Pick out and copy every line of the material below that contains the string "tool".

begin

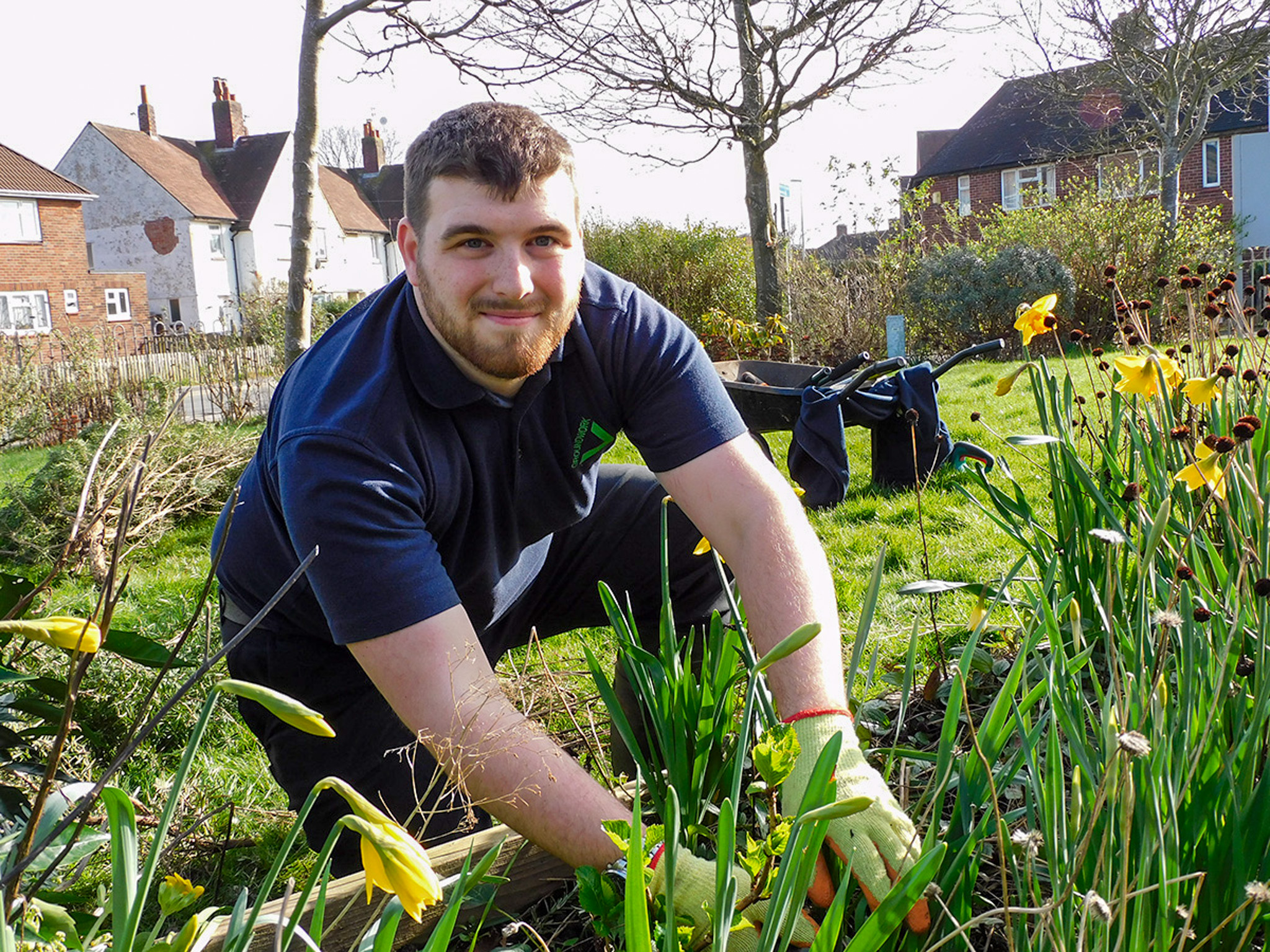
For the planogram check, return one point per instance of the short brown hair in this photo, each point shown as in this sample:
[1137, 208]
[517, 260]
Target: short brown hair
[502, 146]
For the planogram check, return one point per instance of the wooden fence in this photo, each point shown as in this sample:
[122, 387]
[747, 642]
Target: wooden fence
[71, 381]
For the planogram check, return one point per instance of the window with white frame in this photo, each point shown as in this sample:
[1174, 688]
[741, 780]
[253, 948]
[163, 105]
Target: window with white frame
[1028, 187]
[24, 312]
[216, 240]
[1129, 174]
[19, 221]
[1212, 163]
[117, 307]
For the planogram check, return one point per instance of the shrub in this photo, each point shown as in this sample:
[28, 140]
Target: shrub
[190, 474]
[1089, 232]
[968, 294]
[694, 271]
[837, 314]
[265, 315]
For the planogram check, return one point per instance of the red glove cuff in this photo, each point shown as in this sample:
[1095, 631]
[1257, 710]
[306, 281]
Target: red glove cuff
[818, 712]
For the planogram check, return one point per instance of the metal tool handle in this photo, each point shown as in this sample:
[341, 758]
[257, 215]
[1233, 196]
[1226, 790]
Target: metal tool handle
[826, 376]
[878, 369]
[987, 347]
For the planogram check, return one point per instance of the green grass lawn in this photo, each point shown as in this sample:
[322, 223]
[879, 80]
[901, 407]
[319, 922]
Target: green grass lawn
[944, 526]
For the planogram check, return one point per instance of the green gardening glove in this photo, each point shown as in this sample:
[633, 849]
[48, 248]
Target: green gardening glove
[879, 843]
[695, 891]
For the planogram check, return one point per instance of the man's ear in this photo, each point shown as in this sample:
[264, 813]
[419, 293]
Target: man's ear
[408, 244]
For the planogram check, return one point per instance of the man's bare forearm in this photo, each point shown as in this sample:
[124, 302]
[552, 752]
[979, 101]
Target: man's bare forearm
[441, 685]
[511, 769]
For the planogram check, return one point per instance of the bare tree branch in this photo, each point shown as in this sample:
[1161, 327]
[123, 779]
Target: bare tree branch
[1170, 63]
[717, 70]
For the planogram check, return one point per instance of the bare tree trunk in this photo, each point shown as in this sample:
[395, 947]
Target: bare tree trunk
[768, 288]
[1170, 190]
[758, 203]
[304, 169]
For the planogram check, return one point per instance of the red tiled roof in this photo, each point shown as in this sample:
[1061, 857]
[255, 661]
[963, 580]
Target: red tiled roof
[20, 174]
[347, 201]
[175, 164]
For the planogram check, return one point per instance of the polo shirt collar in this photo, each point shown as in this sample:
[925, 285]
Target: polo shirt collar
[435, 375]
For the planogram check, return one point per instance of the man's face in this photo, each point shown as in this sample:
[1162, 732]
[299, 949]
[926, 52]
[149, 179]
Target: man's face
[495, 281]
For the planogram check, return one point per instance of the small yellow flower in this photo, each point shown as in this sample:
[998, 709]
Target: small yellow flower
[285, 708]
[60, 631]
[175, 892]
[1139, 375]
[1202, 390]
[1206, 471]
[1030, 319]
[395, 862]
[1006, 384]
[978, 615]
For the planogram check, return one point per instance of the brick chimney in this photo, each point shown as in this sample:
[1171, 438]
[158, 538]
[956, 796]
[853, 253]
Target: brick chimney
[146, 116]
[373, 148]
[226, 116]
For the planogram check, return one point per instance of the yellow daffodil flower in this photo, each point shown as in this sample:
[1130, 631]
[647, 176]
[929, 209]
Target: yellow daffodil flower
[394, 860]
[1206, 471]
[60, 631]
[184, 940]
[978, 615]
[1006, 384]
[1030, 319]
[1139, 375]
[175, 892]
[285, 708]
[1202, 390]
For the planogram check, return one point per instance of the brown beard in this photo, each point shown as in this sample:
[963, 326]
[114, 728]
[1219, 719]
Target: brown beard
[523, 352]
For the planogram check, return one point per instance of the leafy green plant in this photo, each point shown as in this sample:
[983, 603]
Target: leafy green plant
[1134, 719]
[693, 271]
[964, 295]
[1089, 232]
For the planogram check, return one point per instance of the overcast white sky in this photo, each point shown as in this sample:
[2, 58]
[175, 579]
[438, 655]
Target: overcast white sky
[84, 60]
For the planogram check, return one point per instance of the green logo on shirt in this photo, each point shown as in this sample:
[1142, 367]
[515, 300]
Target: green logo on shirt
[592, 441]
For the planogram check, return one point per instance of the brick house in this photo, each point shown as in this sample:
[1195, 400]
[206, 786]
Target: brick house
[47, 281]
[208, 221]
[1029, 143]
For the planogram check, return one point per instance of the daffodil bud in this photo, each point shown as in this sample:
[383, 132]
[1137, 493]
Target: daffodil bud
[60, 631]
[175, 892]
[285, 708]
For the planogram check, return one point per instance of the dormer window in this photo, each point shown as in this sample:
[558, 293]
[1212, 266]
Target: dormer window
[1029, 187]
[19, 221]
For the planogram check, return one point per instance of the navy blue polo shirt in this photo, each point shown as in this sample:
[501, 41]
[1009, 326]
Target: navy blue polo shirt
[425, 490]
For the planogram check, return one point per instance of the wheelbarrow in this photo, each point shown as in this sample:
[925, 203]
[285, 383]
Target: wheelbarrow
[894, 400]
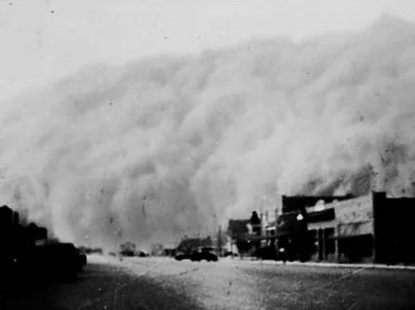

end

In response.
For the planogram check, return one point per instance of the metal tool handle in this photo, each point shown as in this sample:
Target: metal tool handle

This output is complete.